WHAT YOU ARE ASKED TO DO: Please reproduce word for word the lines of the material below, starting at the line that holds "In this exercise you will indicate the emergency" and continuing through the end of the material, both included.

=== RECORDS PROVIDED ===

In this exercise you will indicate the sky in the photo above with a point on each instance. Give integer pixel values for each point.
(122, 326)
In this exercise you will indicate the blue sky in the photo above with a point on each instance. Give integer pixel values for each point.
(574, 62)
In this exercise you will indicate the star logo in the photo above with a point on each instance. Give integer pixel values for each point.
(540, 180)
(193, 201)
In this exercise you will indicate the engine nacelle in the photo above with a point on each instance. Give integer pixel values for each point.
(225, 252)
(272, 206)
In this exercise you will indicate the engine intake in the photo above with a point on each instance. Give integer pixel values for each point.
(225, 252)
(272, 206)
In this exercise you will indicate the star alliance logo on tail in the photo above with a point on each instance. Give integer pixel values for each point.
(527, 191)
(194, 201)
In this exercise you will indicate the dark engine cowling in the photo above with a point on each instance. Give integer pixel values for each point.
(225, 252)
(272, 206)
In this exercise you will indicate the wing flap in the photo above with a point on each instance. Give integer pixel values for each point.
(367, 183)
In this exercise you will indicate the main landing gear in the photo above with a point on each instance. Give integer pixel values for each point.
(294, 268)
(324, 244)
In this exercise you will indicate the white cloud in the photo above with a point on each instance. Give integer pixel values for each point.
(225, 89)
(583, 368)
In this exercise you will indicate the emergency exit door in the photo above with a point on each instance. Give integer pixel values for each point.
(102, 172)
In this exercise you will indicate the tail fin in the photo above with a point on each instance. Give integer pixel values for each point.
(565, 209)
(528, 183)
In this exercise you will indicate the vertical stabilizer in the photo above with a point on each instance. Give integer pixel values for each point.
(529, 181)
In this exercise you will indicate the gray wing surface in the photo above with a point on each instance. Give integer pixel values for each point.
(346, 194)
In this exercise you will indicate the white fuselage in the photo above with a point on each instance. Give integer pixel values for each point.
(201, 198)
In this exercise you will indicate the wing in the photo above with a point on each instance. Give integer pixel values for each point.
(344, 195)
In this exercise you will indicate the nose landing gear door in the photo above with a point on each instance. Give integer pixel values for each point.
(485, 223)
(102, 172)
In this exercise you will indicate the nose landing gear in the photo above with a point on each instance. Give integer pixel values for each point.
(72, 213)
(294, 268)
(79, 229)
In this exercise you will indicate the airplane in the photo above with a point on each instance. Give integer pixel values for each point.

===

EXPECTED ANSWER:
In this exercise you will indicate the emergency exit door in the photo above with a point on each instance. Give integer pixel values for each point.
(102, 172)
In this exercise you will indicate the tail fin in the photo above with a point on each instance. Give integer pixel values for each point.
(565, 209)
(528, 183)
In this exercise you will indicate the vertical stabilizer in the photo above with a point on each instance. Give integer pixel values for each point.
(529, 181)
In this exercise you will indicate the gray wing surface in the photo above with a point on each instance. Give integer pixel values for each point.
(346, 194)
In this exercise you will indicate the white fuselage in the photo above with a point on each instance. Give integer pixel values for each point.
(201, 198)
In this exercise you will indicate the wing in the photo above with a point on each instance. Give integer pixel values for each point.
(344, 195)
In this exercise you will indicate the nose landing gear door in the photo above with a point on each instance. Give integer pixel values for each point.
(485, 223)
(102, 172)
In this exercise you will indicate the nose landing gear in the photo above with a point on each instance. Give integer pixel values for each point.
(72, 213)
(294, 268)
(79, 229)
In this exercise you will indicate the airplane in the photo above with a point on each instance. Give integer pixel values for each point.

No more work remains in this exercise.